> TASKS TO PERFORM:
**A)** List every value of $\beta$ in the table of the passage on grayscale quantization and noise.
**B)** Resume the passage on grayscale quantization and noise after its final sentence.

** Start DOCUMENT PASSAGE **

Let $\varepsilon$ represent the noise introduced by the data acqusition process. 
We will assume that the noise is unbiased $\mathop{\mathbb{E}}[\varepsilon]=0$ with variance $\sigma^2 = \mathop{\mathbb{E}}[\varepsilon^2]$.

Let $d$ be the offset introduced by the grayscale quantization with step $\delta$.

Thus the recorded signal is $$\dot x = x + \varepsilon + d$$

Let $\beta = \delta/\sigma$ be the quantization step-to-noise ratio. 


For $\beta < 1.0$, the effect of grayscale quantization can be approximated as an independent random variable distributed uniformly on the interval $\left[-\delta/2, +\delta/2\right]$.

Then the mean and the variance of the noise and quantization are $$\mathop{\mathbb E}[\varepsilon + d] = 0$$ and $$\mathop{\mathbb E}\left[(\varepsilon + d)^2\right] = \mathop{\mathbb E}\left[\varepsilon^2\right] + \mathop{\mathbb E}\left[d^2\right] = \sigma^2 + \frac 1 6 \delta^2 =  \left(1 + \frac 1 6 \beta^2\right) \sigma^2$$

This means that that quantization modifies the standard deviation of the noise by the factor of $\sqrt{1 + \frac 1 6 \beta^2}$. This factor express the releative drop in signal-to-noise ratio (SNR) introduced by quantization. The degrading effect of quantization on the variance of the estimate does not become signficant until $\beta$ exceeds 0.5:  

 | $\beta$ |  SNR change | 
 | --------| ------------ |
 | 0.01 | -0.00083% |
 | 0.1  | -0.083% |
 |  0.2  |  -0.33% |
 |  0.5  |  -2.1% | 
 |  0.7  |  -4.0% |
 | 1.0  |    -8.0% |
 
 In general, we will assert that quantizations finer than $\beta=0.5$ have no substantial improvement on signal estimation.

** End DOCUMENT PASSAGE **
** Start DATA EXTRACT **

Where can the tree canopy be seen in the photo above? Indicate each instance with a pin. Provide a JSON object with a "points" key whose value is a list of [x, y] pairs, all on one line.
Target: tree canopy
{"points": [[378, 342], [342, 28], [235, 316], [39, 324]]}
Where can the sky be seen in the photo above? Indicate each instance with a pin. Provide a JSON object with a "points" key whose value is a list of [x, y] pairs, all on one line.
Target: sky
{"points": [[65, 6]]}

** End DATA EXTRACT **
** Start DATA EXTRACT **

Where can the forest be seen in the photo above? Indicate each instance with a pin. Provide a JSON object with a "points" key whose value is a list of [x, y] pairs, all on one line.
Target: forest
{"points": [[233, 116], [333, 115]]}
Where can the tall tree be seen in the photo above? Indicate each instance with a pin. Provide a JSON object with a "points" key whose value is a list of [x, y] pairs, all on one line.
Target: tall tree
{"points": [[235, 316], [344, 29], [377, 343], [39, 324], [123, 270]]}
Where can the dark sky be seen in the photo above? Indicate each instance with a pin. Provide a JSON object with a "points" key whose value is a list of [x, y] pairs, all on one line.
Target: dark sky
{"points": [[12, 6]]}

** End DATA EXTRACT **
** Start DATA EXTRACT **

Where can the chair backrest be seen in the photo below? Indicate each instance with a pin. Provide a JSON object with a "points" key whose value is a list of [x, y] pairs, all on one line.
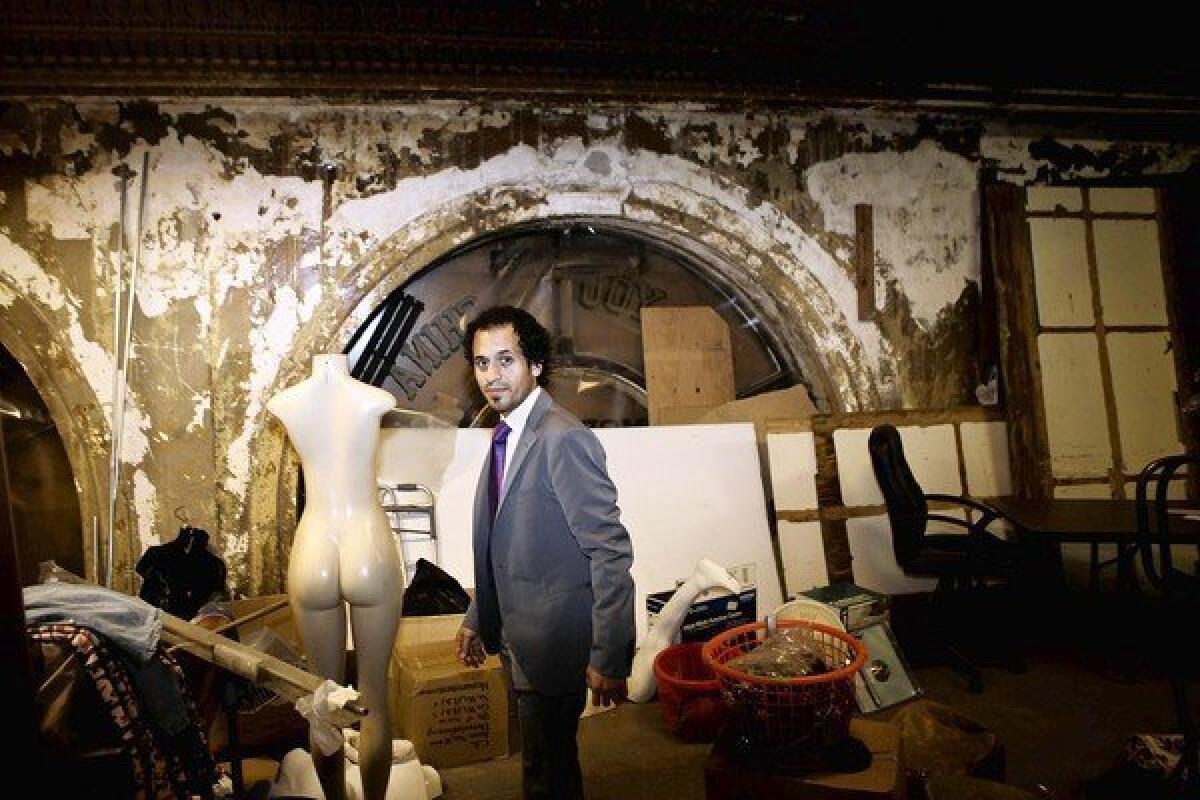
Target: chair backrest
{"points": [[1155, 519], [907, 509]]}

** End DATA EXTRACT **

> EXPECTED RESPONSES:
**A)** 0.01, 0.1, 0.2, 0.5, 0.7, 1.0

**B)**
In [2]:
print(f'β\t SNR change')
for β in 0.01, 0.1, 0.2, 0.5, 0.7, 1.0:
    print(f'{β} \t {(1 - (1 + β*β/6) ** .5)*100:0.2}%')

β	 SNR change
0.01 	 -0.00083%
0.1 	 -0.083%
0.2 	 -0.33%
0.5 	 -2.1%
0.7 	 -4.0%
1.0 	 -8.0%


## Variance equalization

Since multiphoton imaging is dominated by quantum shot noise, the variance of the noise is not constant. Following the Poisson distribution, the variance $\sigma^2$ of the noise  scales linearly with the intensity of the fluorescent signal $x$. 

This can be address by a variance-equalizing transformation for Poisson noise such as the *Anscombe transform*:

$$\dot x \mapsto 2\sqrt{\frac 1 q  \dot x + \frac 3 8}$$ where $q$ is the intensity induced by a single photon. 

This will result in an image with the noise variance of 1.0 everywhere.

In practice, A/D converters may add an offset and the single-photon magnitude $q$ is unknown. Therefore, the variance normalization is derived by robust paremetric fitting of the noise variance to the pixel intensity. A useful output of this fit is the NEQ (noise-equivalent quantum) size $q$.

This transformation is stable with respect to the imaging settings and can be estimated accurately from a larger stretch of data.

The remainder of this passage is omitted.